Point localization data

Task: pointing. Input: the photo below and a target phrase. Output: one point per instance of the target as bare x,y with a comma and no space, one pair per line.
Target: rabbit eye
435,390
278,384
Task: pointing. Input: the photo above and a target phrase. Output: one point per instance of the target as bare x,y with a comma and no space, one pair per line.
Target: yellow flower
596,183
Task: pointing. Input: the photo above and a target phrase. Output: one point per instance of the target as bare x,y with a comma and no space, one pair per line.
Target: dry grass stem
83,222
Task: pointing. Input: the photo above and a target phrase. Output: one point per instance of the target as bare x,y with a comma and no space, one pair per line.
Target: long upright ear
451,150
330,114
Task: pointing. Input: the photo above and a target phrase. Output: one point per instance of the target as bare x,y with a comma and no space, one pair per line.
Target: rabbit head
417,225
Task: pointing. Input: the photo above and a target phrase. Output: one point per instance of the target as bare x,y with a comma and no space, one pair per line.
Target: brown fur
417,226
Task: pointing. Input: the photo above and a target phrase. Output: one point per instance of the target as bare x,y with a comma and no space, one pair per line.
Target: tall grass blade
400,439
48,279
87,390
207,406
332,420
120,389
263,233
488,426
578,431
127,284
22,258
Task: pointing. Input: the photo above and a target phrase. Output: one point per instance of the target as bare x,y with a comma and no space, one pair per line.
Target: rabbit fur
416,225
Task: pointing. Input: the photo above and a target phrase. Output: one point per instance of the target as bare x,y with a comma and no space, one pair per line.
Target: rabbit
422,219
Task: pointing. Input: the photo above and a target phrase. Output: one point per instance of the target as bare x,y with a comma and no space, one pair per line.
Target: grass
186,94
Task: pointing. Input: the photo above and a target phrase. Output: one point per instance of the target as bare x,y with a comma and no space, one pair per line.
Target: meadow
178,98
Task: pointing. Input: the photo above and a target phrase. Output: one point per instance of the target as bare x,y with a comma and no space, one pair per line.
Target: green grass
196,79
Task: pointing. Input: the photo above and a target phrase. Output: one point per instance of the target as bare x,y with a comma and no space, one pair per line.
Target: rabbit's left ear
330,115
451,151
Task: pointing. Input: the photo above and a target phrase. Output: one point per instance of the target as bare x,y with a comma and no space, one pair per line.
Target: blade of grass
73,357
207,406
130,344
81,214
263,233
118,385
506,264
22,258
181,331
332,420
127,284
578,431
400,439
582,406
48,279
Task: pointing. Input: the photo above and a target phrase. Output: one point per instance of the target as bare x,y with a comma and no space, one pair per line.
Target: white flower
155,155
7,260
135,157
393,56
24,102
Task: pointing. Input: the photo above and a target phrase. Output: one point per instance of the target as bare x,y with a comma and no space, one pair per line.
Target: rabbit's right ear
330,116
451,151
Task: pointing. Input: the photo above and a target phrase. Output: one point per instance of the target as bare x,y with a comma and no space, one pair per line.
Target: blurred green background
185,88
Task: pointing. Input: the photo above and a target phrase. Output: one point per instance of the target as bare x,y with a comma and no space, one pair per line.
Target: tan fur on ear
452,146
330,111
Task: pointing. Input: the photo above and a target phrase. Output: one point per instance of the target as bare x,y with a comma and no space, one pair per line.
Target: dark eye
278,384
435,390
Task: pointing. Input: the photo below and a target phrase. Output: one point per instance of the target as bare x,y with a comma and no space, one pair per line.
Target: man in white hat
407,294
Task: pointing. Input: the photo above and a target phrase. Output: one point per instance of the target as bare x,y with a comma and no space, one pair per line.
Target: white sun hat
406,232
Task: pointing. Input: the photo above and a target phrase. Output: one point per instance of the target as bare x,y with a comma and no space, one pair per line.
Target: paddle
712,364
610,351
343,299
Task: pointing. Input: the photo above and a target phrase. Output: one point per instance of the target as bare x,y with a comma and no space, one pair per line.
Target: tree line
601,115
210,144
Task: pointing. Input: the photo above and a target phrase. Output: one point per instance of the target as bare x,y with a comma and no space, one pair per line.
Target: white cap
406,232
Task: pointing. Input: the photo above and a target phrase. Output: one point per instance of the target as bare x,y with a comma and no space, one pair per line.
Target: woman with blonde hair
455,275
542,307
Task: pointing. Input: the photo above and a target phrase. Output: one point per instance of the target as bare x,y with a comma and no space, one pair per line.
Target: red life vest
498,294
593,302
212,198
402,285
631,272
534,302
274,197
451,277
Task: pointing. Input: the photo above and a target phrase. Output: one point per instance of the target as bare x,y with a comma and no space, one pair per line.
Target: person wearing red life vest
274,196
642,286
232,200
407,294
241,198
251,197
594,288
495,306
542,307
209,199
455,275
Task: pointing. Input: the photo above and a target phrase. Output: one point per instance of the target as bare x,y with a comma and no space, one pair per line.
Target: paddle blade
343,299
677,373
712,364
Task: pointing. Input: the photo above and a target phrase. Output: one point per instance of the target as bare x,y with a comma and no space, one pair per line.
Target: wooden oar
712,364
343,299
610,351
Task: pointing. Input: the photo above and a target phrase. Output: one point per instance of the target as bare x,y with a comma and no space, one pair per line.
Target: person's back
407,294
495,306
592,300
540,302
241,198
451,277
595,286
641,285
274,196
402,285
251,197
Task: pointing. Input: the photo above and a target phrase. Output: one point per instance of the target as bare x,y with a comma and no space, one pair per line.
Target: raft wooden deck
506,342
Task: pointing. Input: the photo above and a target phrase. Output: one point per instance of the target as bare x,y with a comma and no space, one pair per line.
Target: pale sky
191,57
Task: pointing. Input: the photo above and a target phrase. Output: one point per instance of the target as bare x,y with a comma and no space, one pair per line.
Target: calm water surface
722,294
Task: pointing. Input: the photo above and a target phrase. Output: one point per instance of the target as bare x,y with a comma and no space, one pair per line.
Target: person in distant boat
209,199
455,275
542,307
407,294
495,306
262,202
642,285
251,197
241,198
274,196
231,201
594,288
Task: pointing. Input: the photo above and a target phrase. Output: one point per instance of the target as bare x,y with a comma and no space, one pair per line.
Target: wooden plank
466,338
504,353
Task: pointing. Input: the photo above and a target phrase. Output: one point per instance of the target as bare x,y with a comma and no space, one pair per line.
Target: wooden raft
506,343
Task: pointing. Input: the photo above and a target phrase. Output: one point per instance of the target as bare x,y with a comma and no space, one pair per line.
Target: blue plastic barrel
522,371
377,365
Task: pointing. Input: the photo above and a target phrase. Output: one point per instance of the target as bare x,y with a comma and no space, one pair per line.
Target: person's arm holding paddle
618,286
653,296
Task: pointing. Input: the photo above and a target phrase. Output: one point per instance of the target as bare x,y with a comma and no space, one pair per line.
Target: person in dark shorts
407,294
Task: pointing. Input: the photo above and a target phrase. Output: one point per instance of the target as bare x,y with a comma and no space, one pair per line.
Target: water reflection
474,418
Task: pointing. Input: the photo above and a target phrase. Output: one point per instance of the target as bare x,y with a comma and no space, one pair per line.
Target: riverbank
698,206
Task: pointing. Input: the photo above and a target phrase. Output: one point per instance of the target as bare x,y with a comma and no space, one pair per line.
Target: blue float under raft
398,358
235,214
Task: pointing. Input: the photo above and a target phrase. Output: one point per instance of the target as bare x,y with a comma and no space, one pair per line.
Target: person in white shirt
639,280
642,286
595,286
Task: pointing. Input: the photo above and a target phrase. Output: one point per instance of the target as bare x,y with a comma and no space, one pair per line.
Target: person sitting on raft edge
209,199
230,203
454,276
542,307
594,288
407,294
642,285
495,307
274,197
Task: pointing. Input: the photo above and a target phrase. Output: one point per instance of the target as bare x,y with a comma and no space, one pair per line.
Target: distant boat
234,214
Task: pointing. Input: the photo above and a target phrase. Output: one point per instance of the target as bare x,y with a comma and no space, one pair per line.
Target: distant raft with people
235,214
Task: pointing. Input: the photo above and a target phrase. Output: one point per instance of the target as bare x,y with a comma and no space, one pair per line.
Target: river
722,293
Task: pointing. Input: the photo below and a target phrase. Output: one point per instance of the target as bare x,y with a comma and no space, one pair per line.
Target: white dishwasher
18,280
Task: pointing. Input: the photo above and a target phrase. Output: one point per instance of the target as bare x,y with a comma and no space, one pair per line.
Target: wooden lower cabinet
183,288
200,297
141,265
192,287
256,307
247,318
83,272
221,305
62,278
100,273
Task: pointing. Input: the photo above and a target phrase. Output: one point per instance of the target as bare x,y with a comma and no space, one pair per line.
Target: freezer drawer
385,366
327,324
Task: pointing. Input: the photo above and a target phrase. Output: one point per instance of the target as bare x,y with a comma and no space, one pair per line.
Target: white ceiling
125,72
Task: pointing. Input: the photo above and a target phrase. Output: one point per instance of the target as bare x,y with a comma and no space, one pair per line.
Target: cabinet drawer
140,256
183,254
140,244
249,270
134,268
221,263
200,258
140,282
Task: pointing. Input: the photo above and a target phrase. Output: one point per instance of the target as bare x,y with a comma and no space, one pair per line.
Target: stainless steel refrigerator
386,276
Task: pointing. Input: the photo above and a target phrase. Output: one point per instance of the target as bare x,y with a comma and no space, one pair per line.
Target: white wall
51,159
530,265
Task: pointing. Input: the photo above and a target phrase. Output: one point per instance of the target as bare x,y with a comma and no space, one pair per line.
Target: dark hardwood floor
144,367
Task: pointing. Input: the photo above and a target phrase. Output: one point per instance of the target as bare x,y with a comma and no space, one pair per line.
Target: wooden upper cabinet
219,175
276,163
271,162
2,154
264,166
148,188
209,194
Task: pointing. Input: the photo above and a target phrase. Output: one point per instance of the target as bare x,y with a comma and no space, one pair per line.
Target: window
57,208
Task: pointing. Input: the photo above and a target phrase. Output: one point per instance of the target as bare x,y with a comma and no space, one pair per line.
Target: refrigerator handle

- Task objective -
Would you copy out exactly the lines from the one holding "Target: window" through the end of the entries above, both ends included?

- Result of the task -
Target: window
57,208
Task: pointing. Input: the photo above and a target phrase. Output: one point per instance of the target as bare x,y with a comma and no space, one pair per line.
Target: refrigerator handle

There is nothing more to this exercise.